Dr. Manish Garg receives the Rudolf Kaiser Prize 2022

The Rudolf Kaiser Foundation awards annually the "Rudolf Kaiser Prize", which is endowed with 30,000 euros, to a young scientist in experimental physics.

 

Dr. Manish Garg from Max Planck Institute for Solid State Research (MPI-FKF), has been awarded the Rudolf Kaiser Prize 2022 – one of the most prestigious German prizes for young scientists in the field of physics. The Rudolf Kaiser Prize was given to Dr. Manish Garg for ‘‘the development of a quantum microscope, which enables probing of electronic and atomic dynamics in matter at fundamental space-time limits’’.

 

‘Seeing’ the motion of electrons and atoms in molecules and condensed media at both their natural length and time scales is a long-awaited dream of natural sciences, as it is the key to understand and achieve full control of electronic and atomic processes in chemical reactions, exciton dynamics in atomically thin two-dimensional materials, cooper-pair dynamics in superconductors, etc.  Reaching such spatial or temporal resolutions is nowadays possible, but NOT simultaneously.  By integrating scanning tunneling microscopy (STM), attosecond technology and ultrafast Raman spectroscopy, the work of Dr. Garg has broken this fundamental limitation of physical sciences. He and his team have recorded the first real space-time snapshots of electronic motion in molecules (Garg et al., Nature Photonics 16, 196-202 (2022) and Garg et al., Science 367, 411-415 (2020)) and more recently atomic motion in molecules (Luo et al. arXiv:2210.02561). Utilizing their quantum microscope it’s now possible to directly map the dynamics of electrons in molecules – how they jump from one orbital to another – for the first time, with simultaneous temporal resolution of 200 attoseconds, sub-Ångstrom spatial resolution and milli-electron volt (meV) energy resolution. This basic technology provides completely new possibilities for directly observing quantum mechanical processes such as bond breaking/formation, charge transfer in individual molecules, quasiparticle dynamics in two-dimensional and correlated quantum materials.

____

- **INSTRUCTION**:
Set down the passage from the prize announcement, starting with "Dr. Manish Garg receives" and going on through "in experimental physics.".

____

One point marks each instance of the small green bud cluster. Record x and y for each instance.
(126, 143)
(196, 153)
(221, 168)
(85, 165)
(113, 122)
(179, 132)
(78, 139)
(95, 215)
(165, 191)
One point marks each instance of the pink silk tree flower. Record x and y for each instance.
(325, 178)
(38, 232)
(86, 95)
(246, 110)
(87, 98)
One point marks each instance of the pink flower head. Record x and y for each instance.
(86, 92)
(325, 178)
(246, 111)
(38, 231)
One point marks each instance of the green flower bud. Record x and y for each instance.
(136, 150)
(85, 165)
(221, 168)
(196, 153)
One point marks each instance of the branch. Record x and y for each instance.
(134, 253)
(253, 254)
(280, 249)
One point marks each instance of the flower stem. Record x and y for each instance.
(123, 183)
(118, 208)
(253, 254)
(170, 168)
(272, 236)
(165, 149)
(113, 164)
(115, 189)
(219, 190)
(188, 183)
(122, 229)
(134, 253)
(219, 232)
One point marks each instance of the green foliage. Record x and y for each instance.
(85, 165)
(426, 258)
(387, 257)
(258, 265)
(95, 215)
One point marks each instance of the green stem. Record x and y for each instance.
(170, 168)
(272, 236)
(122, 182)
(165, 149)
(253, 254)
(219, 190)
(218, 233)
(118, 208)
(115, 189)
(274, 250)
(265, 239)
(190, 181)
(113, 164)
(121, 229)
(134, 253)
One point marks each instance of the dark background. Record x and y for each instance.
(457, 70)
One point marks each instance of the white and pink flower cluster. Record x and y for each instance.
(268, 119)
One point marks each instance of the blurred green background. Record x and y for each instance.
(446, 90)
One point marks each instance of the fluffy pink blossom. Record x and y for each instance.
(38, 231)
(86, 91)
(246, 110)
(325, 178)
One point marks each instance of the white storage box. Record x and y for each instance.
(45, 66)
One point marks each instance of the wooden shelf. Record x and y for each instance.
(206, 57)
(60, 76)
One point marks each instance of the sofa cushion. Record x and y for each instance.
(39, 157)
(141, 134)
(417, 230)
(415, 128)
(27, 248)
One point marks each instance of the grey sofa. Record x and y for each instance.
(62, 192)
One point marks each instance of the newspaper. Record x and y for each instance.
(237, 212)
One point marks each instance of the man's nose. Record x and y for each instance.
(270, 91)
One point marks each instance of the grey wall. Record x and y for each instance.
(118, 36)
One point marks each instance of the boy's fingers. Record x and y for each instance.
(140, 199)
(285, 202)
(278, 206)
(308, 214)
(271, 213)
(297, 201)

____

- **TASK ANSWER**:
Dr. Manish Garg receives the Rudolf Kaiser Prize 2022

The Rudolf Kaiser Foundation awards annually the "Rudolf Kaiser Prize", which is endowed with 30,000 euros, to a young scientist in experimental physics.